_Extrait du document:_
+ + + + + + +

Quelles sont les principales missions de la CNECJ ?
Elle fait le lien avec l'institution
judiciaire. Elle intervient par exemple dans l'instruction des
dossiers d'inscription auprès des cours d'appel et organise des
échange avec les magistrats. Elle publie les
actes de ses congrès annuels, et des brochures techniques pour aider
les experts mais aussi les parties et leurs conseils. Elle définit
une déontologie pour mettre en œuvre l’obligation
d'indépendance et d'objectivité car la mission
de l’expert judiciaire ou de partie vise à donner une information
ou un éclairage au juge.
Nous avons créé un institut de
formation, CNECJ Formation, qui dispense, au bénéfice des
experts-comptables de justice, de modules de formation qui permettent
de se tenir aux meilleurs standards professionnels possibles, de
suivre l'actualité de la jurisprudence et de s'améliorer sur des
techniques sur diverses thématiques de nos métiers. L'audience de
CNEJC Formation a vocation à s'élargir aux collaborateurs qui ne
sont pas encore experts-comptables de justice ainsi qu'aux avocats ou
d'autres professions.
Sur quels types de contentieux un expert-comptable de justice peut-il être mandaté ?

+ + + + + + +

_Données extraites:_
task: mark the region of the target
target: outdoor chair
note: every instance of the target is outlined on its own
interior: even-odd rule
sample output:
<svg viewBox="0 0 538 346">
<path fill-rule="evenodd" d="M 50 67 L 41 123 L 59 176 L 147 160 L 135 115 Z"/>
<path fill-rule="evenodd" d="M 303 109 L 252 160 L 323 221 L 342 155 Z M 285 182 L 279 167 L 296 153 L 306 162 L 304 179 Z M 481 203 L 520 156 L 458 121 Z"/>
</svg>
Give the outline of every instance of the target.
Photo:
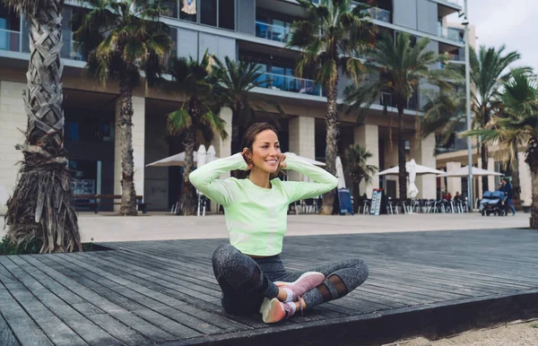
<svg viewBox="0 0 538 346">
<path fill-rule="evenodd" d="M 365 199 L 364 203 L 362 203 L 362 213 L 369 214 L 369 210 L 370 210 L 371 205 L 372 205 L 372 200 Z"/>
</svg>

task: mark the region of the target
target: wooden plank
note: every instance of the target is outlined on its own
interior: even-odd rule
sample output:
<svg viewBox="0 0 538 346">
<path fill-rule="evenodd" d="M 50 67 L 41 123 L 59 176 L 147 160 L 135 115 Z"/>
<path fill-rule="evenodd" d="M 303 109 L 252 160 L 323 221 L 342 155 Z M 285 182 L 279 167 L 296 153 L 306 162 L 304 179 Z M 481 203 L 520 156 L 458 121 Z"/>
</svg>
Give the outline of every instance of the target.
<svg viewBox="0 0 538 346">
<path fill-rule="evenodd" d="M 68 260 L 72 264 L 80 265 L 82 268 L 90 270 L 95 273 L 99 273 L 100 275 L 102 275 L 113 281 L 123 283 L 125 286 L 124 288 L 113 290 L 117 292 L 120 292 L 126 297 L 136 299 L 136 301 L 142 305 L 159 307 L 152 307 L 152 309 L 161 312 L 162 315 L 167 316 L 168 317 L 176 320 L 192 329 L 204 333 L 222 333 L 223 331 L 223 329 L 221 327 L 217 327 L 216 325 L 213 324 L 211 321 L 204 321 L 172 307 L 170 304 L 179 304 L 181 301 L 170 296 L 150 290 L 141 284 L 140 281 L 135 282 L 132 279 L 126 279 L 128 276 L 126 273 L 119 271 L 113 271 L 114 272 L 112 272 L 112 271 L 103 271 L 94 266 L 86 264 L 84 262 L 78 260 L 75 255 L 61 255 L 58 256 Z M 174 316 L 174 318 L 172 318 L 172 316 Z M 236 324 L 235 325 L 237 325 L 238 328 L 240 328 L 240 324 Z"/>
<path fill-rule="evenodd" d="M 12 262 L 7 256 L 0 256 L 0 264 L 17 277 L 21 283 L 25 286 L 41 303 L 52 313 L 58 316 L 65 324 L 74 331 L 80 337 L 90 344 L 109 343 L 120 345 L 117 340 L 107 333 L 100 326 L 95 324 L 86 316 L 71 307 L 68 304 L 50 292 L 34 278 L 22 272 L 22 269 Z M 12 291 L 12 293 L 13 293 Z M 88 316 L 91 317 L 91 316 Z M 24 342 L 22 342 L 24 344 Z"/>
<path fill-rule="evenodd" d="M 30 256 L 22 256 L 21 259 L 29 261 L 28 262 L 29 264 L 30 263 L 30 261 L 35 261 L 34 263 L 37 262 L 38 264 L 40 264 L 39 261 L 36 261 L 35 259 L 31 258 Z M 29 272 L 28 269 L 27 269 L 27 272 Z M 56 274 L 58 272 L 56 272 Z M 32 275 L 37 280 L 39 280 L 39 282 L 41 282 L 42 284 L 44 282 L 48 282 L 51 280 L 51 278 L 49 276 L 50 274 L 48 274 L 48 275 L 39 274 L 38 272 L 34 272 L 32 273 Z M 63 282 L 65 282 L 65 281 L 66 281 L 65 277 L 58 276 L 58 275 L 56 275 L 56 279 L 61 280 L 61 281 L 63 281 Z M 57 281 L 55 281 L 55 282 L 56 282 L 56 284 L 55 284 L 55 285 L 45 284 L 45 286 L 48 289 L 54 290 L 57 294 L 58 286 L 60 286 L 60 284 Z M 176 339 L 176 337 L 174 337 L 174 335 L 162 331 L 161 329 L 158 328 L 157 326 L 154 326 L 152 324 L 150 324 L 141 318 L 136 318 L 134 316 L 130 314 L 128 311 L 121 309 L 117 306 L 107 304 L 107 300 L 101 296 L 92 294 L 92 292 L 91 292 L 87 290 L 82 290 L 82 292 L 80 292 L 80 290 L 79 290 L 79 294 L 81 294 L 81 296 L 79 296 L 81 298 L 89 298 L 91 299 L 91 301 L 87 301 L 84 299 L 84 301 L 82 303 L 71 304 L 71 306 L 74 309 L 79 311 L 83 316 L 91 316 L 91 315 L 101 315 L 104 312 L 106 312 L 108 315 L 112 316 L 114 318 L 116 318 L 116 319 L 119 320 L 120 322 L 122 322 L 123 324 L 125 324 L 126 325 L 128 325 L 129 327 L 134 329 L 135 331 L 138 331 L 139 333 L 141 333 L 144 336 L 148 337 L 149 339 L 152 340 L 153 342 L 165 342 L 165 341 L 170 341 L 170 340 Z M 97 304 L 97 306 L 91 304 L 91 302 Z M 100 307 L 102 307 L 102 309 L 100 308 Z M 98 318 L 100 318 L 100 317 L 98 316 Z"/>
<path fill-rule="evenodd" d="M 4 290 L 3 287 L 0 287 L 0 290 Z M 1 309 L 0 309 L 1 311 Z M 19 346 L 20 343 L 17 342 L 15 335 L 12 332 L 9 325 L 7 325 L 7 322 L 4 319 L 2 315 L 0 315 L 0 345 L 4 346 Z"/>
<path fill-rule="evenodd" d="M 0 264 L 0 270 L 4 267 Z M 0 284 L 0 316 L 9 325 L 13 334 L 22 345 L 52 346 L 53 343 L 45 335 L 41 329 L 36 324 L 19 303 L 13 298 L 4 285 L 5 277 L 2 278 Z M 9 337 L 9 334 L 8 336 Z"/>
<path fill-rule="evenodd" d="M 58 260 L 57 258 L 56 258 L 55 256 L 55 260 Z M 70 264 L 68 262 L 65 262 L 65 266 L 69 266 L 72 265 Z M 74 274 L 73 276 L 74 280 L 82 280 L 85 284 L 89 284 L 91 281 L 84 281 L 83 279 L 82 279 L 82 277 L 86 274 L 87 275 L 87 271 L 83 271 L 81 270 L 80 272 L 74 272 Z M 100 277 L 98 276 L 96 278 L 96 280 L 98 281 L 101 281 L 100 280 Z M 94 282 L 96 285 L 99 285 L 97 282 Z M 94 288 L 92 288 L 92 290 L 94 290 Z M 120 288 L 117 288 L 116 290 L 120 290 Z M 113 290 L 113 289 L 110 289 L 111 292 L 117 293 L 115 290 Z M 110 298 L 110 293 L 108 293 L 108 290 L 105 290 L 104 292 L 104 297 L 108 297 Z M 117 296 L 118 297 L 122 297 L 123 299 L 122 300 L 116 300 L 115 302 L 117 304 L 118 304 L 119 306 L 123 306 L 126 307 L 126 300 L 131 300 L 129 298 L 122 296 L 120 294 L 117 294 Z M 139 316 L 140 317 L 143 317 L 146 320 L 148 320 L 146 318 L 146 316 L 152 316 L 153 317 L 155 317 L 154 315 L 149 314 L 146 312 L 146 310 L 148 310 L 148 307 L 146 307 L 145 306 L 143 306 L 143 304 L 139 304 L 138 302 L 133 300 L 133 303 L 134 305 L 129 305 L 126 307 L 127 308 L 132 308 L 134 306 L 135 307 L 135 308 L 134 308 L 133 310 L 129 310 L 130 312 L 132 312 L 133 314 Z M 153 306 L 152 306 L 152 307 L 153 307 Z M 178 312 L 179 313 L 179 312 Z M 188 338 L 188 337 L 194 337 L 194 336 L 198 336 L 201 335 L 198 332 L 182 324 L 177 324 L 175 322 L 173 322 L 172 320 L 169 320 L 168 318 L 165 318 L 163 316 L 161 316 L 161 317 L 159 317 L 157 320 L 156 319 L 151 319 L 148 320 L 150 322 L 152 322 L 154 325 L 158 325 L 158 326 L 170 326 L 173 325 L 173 328 L 166 328 L 163 327 L 162 329 L 167 331 L 168 333 L 171 333 L 172 334 L 181 337 L 181 338 Z M 172 331 L 172 332 L 171 332 Z"/>
</svg>

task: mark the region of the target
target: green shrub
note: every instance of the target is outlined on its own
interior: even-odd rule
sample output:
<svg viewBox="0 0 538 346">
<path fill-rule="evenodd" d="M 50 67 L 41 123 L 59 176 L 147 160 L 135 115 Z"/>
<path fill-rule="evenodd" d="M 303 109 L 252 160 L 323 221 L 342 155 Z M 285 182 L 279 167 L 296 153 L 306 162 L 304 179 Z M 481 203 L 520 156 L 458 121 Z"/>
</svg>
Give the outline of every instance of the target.
<svg viewBox="0 0 538 346">
<path fill-rule="evenodd" d="M 43 242 L 37 238 L 17 245 L 11 242 L 7 237 L 4 237 L 2 242 L 0 242 L 0 255 L 39 254 L 42 246 Z"/>
<path fill-rule="evenodd" d="M 0 242 L 0 255 L 39 254 L 42 246 L 43 242 L 37 238 L 17 245 L 4 237 Z M 93 238 L 89 243 L 82 243 L 82 251 L 93 251 Z"/>
</svg>

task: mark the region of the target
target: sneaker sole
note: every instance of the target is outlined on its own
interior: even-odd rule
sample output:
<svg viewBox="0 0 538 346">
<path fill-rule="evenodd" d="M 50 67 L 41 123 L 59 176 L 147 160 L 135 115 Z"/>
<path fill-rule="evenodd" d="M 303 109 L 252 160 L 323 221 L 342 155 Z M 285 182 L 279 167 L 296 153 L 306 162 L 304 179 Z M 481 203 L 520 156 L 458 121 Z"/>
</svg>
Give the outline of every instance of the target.
<svg viewBox="0 0 538 346">
<path fill-rule="evenodd" d="M 264 298 L 260 313 L 262 314 L 262 320 L 266 324 L 282 321 L 286 316 L 282 305 L 276 298 L 273 299 Z"/>
<path fill-rule="evenodd" d="M 296 281 L 294 281 L 293 282 L 284 282 L 284 281 L 274 281 L 273 283 L 277 286 L 277 287 L 281 287 L 281 286 L 290 286 L 290 285 L 294 285 L 297 282 L 299 282 L 299 281 L 301 281 L 302 279 L 304 279 L 305 277 L 308 276 L 308 275 L 321 275 L 323 276 L 323 279 L 325 281 L 325 277 L 324 274 L 322 274 L 319 272 L 307 272 L 305 273 L 303 273 L 302 275 L 300 275 L 299 277 L 299 279 L 297 279 Z"/>
</svg>

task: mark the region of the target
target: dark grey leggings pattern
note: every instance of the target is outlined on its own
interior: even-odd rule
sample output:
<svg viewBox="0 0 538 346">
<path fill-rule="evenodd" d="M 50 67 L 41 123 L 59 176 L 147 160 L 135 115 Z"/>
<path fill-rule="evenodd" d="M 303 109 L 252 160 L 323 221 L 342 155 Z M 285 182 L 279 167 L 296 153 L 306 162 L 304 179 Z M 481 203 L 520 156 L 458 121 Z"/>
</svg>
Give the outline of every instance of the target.
<svg viewBox="0 0 538 346">
<path fill-rule="evenodd" d="M 257 312 L 264 298 L 275 298 L 278 287 L 274 281 L 294 281 L 304 272 L 287 272 L 280 255 L 252 258 L 242 254 L 231 245 L 219 247 L 213 256 L 215 278 L 222 290 L 222 307 L 229 314 L 247 315 Z M 256 272 L 261 273 L 258 280 Z M 351 292 L 368 279 L 368 267 L 360 259 L 348 259 L 312 268 L 308 272 L 319 272 L 326 278 L 337 275 Z M 333 299 L 341 298 L 329 280 L 324 282 Z M 323 303 L 317 289 L 303 296 L 307 307 Z"/>
</svg>

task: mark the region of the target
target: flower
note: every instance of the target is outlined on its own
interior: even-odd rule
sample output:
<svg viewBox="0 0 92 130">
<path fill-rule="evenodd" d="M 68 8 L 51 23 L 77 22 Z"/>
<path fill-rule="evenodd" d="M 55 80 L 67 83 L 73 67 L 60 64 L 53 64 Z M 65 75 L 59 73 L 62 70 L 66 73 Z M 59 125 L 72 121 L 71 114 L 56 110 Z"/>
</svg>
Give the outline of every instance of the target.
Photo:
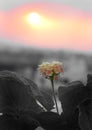
<svg viewBox="0 0 92 130">
<path fill-rule="evenodd" d="M 53 77 L 55 80 L 58 80 L 59 75 L 63 73 L 62 63 L 58 61 L 44 62 L 39 65 L 38 70 L 43 77 L 47 79 Z"/>
<path fill-rule="evenodd" d="M 62 63 L 58 62 L 58 61 L 53 61 L 51 63 L 44 62 L 41 65 L 39 65 L 38 70 L 43 77 L 45 77 L 51 81 L 53 98 L 55 101 L 57 113 L 59 114 L 57 100 L 55 97 L 54 82 L 53 81 L 58 80 L 59 75 L 64 72 L 63 67 L 62 67 Z"/>
</svg>

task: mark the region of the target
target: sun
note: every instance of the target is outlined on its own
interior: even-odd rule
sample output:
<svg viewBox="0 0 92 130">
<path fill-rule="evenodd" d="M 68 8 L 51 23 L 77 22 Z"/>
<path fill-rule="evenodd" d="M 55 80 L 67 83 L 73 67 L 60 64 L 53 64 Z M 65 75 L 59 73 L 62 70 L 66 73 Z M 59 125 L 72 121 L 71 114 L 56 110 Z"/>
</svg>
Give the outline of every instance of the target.
<svg viewBox="0 0 92 130">
<path fill-rule="evenodd" d="M 34 25 L 34 26 L 38 26 L 41 24 L 41 16 L 39 13 L 37 12 L 32 12 L 28 15 L 28 21 L 30 24 Z"/>
</svg>

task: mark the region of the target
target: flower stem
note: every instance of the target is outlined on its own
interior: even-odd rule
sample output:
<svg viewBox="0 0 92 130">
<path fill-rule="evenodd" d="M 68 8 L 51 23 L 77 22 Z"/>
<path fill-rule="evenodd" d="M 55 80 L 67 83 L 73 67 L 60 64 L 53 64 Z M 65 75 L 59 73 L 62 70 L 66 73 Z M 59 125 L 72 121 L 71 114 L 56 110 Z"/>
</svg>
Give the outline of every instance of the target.
<svg viewBox="0 0 92 130">
<path fill-rule="evenodd" d="M 57 105 L 57 100 L 56 100 L 56 97 L 55 97 L 55 91 L 54 91 L 54 82 L 53 82 L 53 79 L 51 79 L 51 85 L 52 85 L 52 92 L 53 92 L 53 98 L 54 98 L 55 105 L 56 105 L 56 110 L 57 110 L 57 113 L 59 114 L 59 111 L 58 111 L 58 105 Z"/>
</svg>

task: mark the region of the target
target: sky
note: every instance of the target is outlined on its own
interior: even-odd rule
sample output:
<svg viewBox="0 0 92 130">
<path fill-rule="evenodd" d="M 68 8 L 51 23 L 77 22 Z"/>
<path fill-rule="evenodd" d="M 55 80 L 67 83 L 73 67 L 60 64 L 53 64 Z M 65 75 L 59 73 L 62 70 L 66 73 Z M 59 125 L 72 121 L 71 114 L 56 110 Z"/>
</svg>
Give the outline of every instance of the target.
<svg viewBox="0 0 92 130">
<path fill-rule="evenodd" d="M 92 0 L 0 0 L 0 42 L 91 51 Z"/>
</svg>

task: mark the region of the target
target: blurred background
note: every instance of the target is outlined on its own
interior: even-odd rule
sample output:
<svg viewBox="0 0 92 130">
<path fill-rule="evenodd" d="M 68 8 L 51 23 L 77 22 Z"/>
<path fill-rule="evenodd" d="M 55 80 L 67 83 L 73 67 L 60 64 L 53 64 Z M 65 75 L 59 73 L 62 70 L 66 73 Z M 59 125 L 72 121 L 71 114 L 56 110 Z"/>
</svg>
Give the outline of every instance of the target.
<svg viewBox="0 0 92 130">
<path fill-rule="evenodd" d="M 0 71 L 16 71 L 49 88 L 38 65 L 60 61 L 64 74 L 56 86 L 86 84 L 92 73 L 91 7 L 91 0 L 0 0 Z"/>
</svg>

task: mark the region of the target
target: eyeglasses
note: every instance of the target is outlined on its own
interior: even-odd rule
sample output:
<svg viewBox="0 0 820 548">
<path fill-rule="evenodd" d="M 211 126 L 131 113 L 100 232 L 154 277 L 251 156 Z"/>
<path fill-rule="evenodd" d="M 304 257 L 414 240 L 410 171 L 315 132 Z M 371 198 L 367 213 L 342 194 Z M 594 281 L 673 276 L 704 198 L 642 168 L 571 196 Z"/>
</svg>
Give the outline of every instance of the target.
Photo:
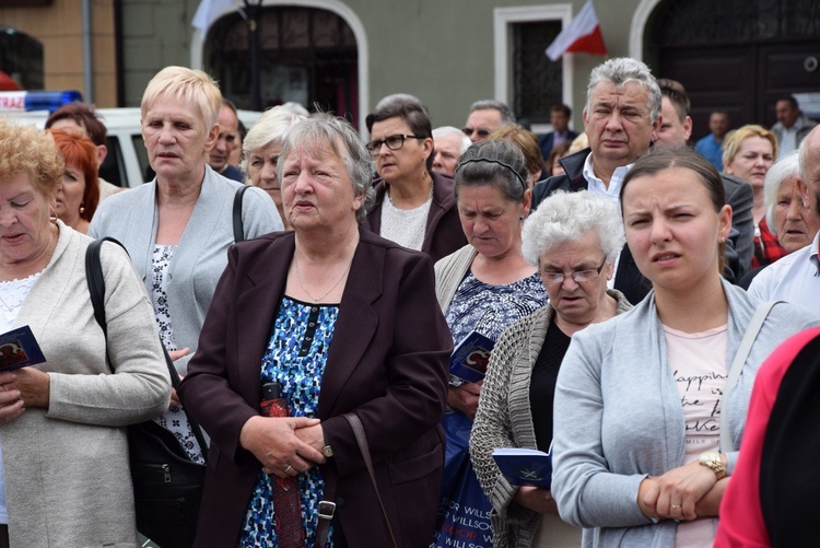
<svg viewBox="0 0 820 548">
<path fill-rule="evenodd" d="M 367 148 L 367 151 L 371 153 L 372 156 L 375 156 L 378 154 L 378 151 L 382 150 L 383 144 L 387 144 L 387 148 L 390 150 L 399 150 L 401 147 L 405 145 L 405 140 L 407 139 L 425 139 L 424 137 L 419 136 L 407 136 L 401 133 L 396 133 L 395 136 L 390 136 L 387 139 L 384 139 L 382 141 L 371 141 L 365 147 Z"/>
<path fill-rule="evenodd" d="M 479 139 L 487 139 L 490 137 L 490 130 L 485 128 L 471 128 L 469 126 L 465 126 L 461 128 L 461 132 L 466 135 L 467 137 L 472 137 L 472 133 L 478 133 Z"/>
<path fill-rule="evenodd" d="M 576 283 L 588 283 L 590 281 L 595 281 L 600 276 L 600 271 L 604 270 L 604 265 L 607 264 L 607 258 L 604 257 L 604 263 L 600 264 L 598 268 L 591 269 L 591 270 L 576 270 L 572 272 L 570 276 Z M 561 284 L 564 282 L 564 279 L 566 276 L 564 276 L 564 272 L 539 272 L 541 275 L 541 279 L 544 283 L 548 284 Z"/>
</svg>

+ + + + + + +

_Consigne 1:_
D'après le texte sur la CNECJ, à quoi vise la mission de l'expert judiciaire ou de partie ?
_Consigne 2:_
Poursuivez le texte sur les missions de la CNECJ à partir de sa dernière phrase.

_Réponse rédigée 1:_
Elle vise à donner une information ou un éclairage au juge.

_Réponse rédigée 2:_
C'est très divers. Cela peut être sur l'évaluation de préjudice suite à un sinistre industriel, à une rupture contractuelle, une pratique anticoncurrentielle... mais aussi sur des contentieux d'évaluation de conséquences de dommages, contractuels ou civils ou encore des évaluations de droits sociaux, ou encore des cas de mise en œuvre de garanties de passif.
En clair, nous apportons aux parties un
processus qui garantit l'égalité des armes au juge, un éclairage
technique qui lui permet de prendre une décision.
Du 12 au 14 octobre prochains, vous vous réunissez à Lille autour du thème «La CNECJ : des experts du chiffre et de l'économie au service de la justice du XXIème siècle». Selon vous, quels sont les prochains défis de votre profession ?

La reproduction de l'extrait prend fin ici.